## [Prompt]
Every line of the material below should be repeated exactly.

## [Data excerpts]
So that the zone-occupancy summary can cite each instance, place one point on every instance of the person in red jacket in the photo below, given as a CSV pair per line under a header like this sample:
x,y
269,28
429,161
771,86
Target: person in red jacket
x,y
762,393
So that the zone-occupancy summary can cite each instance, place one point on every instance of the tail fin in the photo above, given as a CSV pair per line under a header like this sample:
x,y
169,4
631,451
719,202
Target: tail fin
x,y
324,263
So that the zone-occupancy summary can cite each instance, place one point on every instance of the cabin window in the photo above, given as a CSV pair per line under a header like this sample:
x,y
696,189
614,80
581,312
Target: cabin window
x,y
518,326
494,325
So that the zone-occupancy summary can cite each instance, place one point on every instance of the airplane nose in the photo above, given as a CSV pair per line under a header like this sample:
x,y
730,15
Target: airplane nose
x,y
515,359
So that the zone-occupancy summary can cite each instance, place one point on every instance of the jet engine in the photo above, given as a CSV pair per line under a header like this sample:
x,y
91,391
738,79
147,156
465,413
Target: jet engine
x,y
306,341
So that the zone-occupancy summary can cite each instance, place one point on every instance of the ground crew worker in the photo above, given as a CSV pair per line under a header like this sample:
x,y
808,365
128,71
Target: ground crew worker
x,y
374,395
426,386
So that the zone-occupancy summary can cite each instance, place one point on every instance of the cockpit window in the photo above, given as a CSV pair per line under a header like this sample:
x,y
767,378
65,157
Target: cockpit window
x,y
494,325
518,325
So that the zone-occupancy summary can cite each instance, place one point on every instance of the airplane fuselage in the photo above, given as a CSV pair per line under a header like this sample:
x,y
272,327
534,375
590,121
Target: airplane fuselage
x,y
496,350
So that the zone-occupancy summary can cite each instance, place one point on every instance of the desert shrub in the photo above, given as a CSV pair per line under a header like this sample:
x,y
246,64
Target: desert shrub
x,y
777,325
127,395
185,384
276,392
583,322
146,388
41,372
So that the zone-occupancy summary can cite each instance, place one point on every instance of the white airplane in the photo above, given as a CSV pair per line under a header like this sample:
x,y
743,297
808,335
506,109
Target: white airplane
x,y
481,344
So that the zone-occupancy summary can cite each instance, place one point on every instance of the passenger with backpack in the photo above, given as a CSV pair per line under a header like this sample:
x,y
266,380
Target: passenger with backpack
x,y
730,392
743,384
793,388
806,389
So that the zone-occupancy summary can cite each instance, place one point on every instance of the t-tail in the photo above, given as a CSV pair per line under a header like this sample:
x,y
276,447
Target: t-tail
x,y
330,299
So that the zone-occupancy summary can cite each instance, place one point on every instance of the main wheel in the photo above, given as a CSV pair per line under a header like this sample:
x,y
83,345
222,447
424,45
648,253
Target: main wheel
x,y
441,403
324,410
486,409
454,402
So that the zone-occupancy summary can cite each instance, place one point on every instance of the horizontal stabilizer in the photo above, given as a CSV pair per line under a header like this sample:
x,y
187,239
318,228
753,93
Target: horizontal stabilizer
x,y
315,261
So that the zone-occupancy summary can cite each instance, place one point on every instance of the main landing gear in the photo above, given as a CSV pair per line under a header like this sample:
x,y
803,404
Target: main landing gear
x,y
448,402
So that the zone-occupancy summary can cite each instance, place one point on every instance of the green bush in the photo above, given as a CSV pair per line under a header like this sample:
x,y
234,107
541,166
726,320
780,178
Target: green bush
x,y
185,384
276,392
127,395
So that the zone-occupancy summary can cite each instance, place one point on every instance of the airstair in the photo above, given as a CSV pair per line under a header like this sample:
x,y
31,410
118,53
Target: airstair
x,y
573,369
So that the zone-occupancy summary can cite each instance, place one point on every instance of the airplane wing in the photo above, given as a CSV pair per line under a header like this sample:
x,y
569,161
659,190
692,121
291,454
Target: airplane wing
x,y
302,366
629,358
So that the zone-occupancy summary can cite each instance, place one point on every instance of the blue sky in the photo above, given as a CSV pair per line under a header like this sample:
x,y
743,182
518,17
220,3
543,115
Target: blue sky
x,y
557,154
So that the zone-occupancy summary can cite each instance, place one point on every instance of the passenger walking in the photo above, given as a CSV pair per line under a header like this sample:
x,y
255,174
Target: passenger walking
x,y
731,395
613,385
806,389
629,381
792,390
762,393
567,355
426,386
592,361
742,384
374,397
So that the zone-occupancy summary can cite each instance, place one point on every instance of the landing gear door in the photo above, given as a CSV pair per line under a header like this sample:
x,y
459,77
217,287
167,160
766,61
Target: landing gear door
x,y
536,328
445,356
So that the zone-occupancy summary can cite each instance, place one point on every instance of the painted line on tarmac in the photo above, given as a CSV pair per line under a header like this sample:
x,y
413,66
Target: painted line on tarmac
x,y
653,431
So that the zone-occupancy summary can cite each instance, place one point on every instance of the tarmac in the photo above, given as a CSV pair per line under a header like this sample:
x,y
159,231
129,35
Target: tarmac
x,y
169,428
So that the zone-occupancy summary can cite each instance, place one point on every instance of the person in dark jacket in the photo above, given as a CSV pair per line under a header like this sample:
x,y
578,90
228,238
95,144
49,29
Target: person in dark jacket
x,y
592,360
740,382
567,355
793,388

## [Task output]
So that the zone-occupancy summary can cite each instance, place one point on every instance of the person in red jacket in the photo below, given as a CSV pair per line under a header like this sample:
x,y
269,28
429,161
771,86
Target: person in red jacket
x,y
762,393
So that the zone-occupancy summary can cite each instance, place one point on every instance of the tail fin in the photo above, given as a CSV pair per line under a header like this sample:
x,y
169,4
631,451
719,202
Target: tail fin
x,y
324,263
So that the zone-occupancy summary can cite each instance, place one point on every instance of the cabin window in the photo above, given as a CSV pair per line under a header like this sample:
x,y
696,189
614,80
581,312
Target: cabin window
x,y
518,326
494,325
So that the zone-occupancy summary can cite each instance, place one point on every instance of the airplane nose in the photo above, given as a CSV pair per line under a header like this sample:
x,y
730,15
Target: airplane nose
x,y
515,359
So that the zone-occupancy summary can cite each instance, place one point on every instance of the jet engine in the photo above, given as a CSV pair per line under a header like this sample:
x,y
91,391
738,79
147,156
465,413
Target: jet engine
x,y
306,341
So that the zone-occupancy summary can cite each instance, place one point on every instance of the ground crew worker in the photo above, given as a CSV pair per line under a header like this sample:
x,y
808,365
128,71
Target: ground crew worker
x,y
374,395
426,386
So that the zone-occupancy summary can cite each instance, place one point on every instance of the cockpit window in the photo above, given as a CSV pair per line under a header like this sample:
x,y
767,378
65,157
Target: cockpit window
x,y
494,325
518,325
So that the zone-occupancy summary can cite each instance, place one point on every instance of the airplane fuselage in the photo above, given as a CSV pair per line under a header like this sample:
x,y
272,327
534,375
590,121
Target: airplane fuselage
x,y
496,350
So that the zone-occupancy summary can cite each instance, place one point on every instance of the desert shrub in the photo above, given as a CSV pair per line under a header like this sample:
x,y
246,64
Target: desert shrub
x,y
777,325
127,395
185,384
276,392
583,322
146,388
41,372
So that the zone-occupancy summary can cite each instance, place one point on every instance of the white airplane in the photo above, given as a CSV pair per line under a header like this sample:
x,y
743,297
808,335
506,109
Target: white airplane
x,y
481,344
So that the zone-occupancy summary can cite each instance, place one point on every instance of the passenger with backpack in the photo above, given as a CSV pair per line under a header like this sample:
x,y
266,380
Target: passenger with backpack
x,y
730,392
743,384
793,388
806,389
So that the zone-occupancy summary can cite each instance, place one point on every instance of the t-tail in the photo above, given as a CSV pair per line under a header like this sample:
x,y
276,447
Target: t-tail
x,y
330,299
So that the zone-occupancy summary can cite each instance, place one point on every instance of the main wheel in the photo above, given as a CSV pair per line under a header like this sample:
x,y
83,345
222,447
424,45
648,253
Target: main wheel
x,y
441,403
324,410
486,409
454,402
So that the zone-occupancy summary can cite each instance, place one point on every instance of the horizontal stabilizer in the photo above, given as a CSV pair per line under a header like this sample:
x,y
187,239
318,228
753,93
Target: horizontal stabilizer
x,y
315,261
So that the zone-occupancy summary can cite each instance, place one point on every instance of the main landing gear in the photo above, given as a CSV pair per line under a header like this sample:
x,y
803,404
Target: main landing gear
x,y
448,402
So that the zone-occupancy summary can cite each instance, place one point on every instance of the green bush in the photo above, given as a CSV pair per line under a header like this sample:
x,y
234,107
541,166
726,320
780,178
Target: green bush
x,y
185,384
276,392
127,395
So that the zone-occupancy summary can cite each instance, place one point on every instance of the airstair in the photo above, given as a CSV pair per line under a header like this sample:
x,y
31,410
118,53
Target: airstair
x,y
573,369
So that the zone-occupancy summary can cite each instance, place one point on every instance of the airplane wing in the photo above, given as a CSV pair per line under a header like this sample:
x,y
569,161
659,190
692,121
291,454
Target: airplane wing
x,y
302,366
629,358
So that the zone-occupancy summary can cite each instance, place one point on every instance of the blue sky in the photo above, given as a CSV pair per line under a header like this sample:
x,y
743,182
518,17
220,3
543,115
Target: blue sky
x,y
557,154
So that the zone-occupancy summary can cite each instance, place one point on every instance of the passenger walking in the photo above, given as a CSV pair per line under a header like this sample:
x,y
255,174
Target: passenger walking
x,y
731,395
613,385
806,389
629,381
792,390
762,393
567,355
426,386
592,361
742,384
374,397
So that the zone-occupancy summary can cite each instance, place one point on every instance of the landing gear door in the photo above, given as a CSV pair per line under a header like this sample:
x,y
459,77
217,287
167,160
766,61
Target: landing gear door
x,y
536,328
445,356
So that the zone-occupancy summary can cite each instance, place one point on every instance of the painted line on tarmac in the photo above, given as a CSV pair per line under a header like this sample:
x,y
413,66
Target: painted line on tarmac
x,y
653,431
So that the zone-occupancy summary can cite each instance, place one point on every instance of the tarmac in the photo above, given as a CSV pair per line under a header like this sample:
x,y
159,231
129,35
Target: tarmac
x,y
169,428
So that the zone-occupancy summary can cite each instance, place one point on every instance of the person in dark jacket in the photo above, given as a CSV pair per line under a header like this sample:
x,y
578,90
228,238
95,144
49,29
Target: person in dark jacket
x,y
592,360
740,382
567,355
793,388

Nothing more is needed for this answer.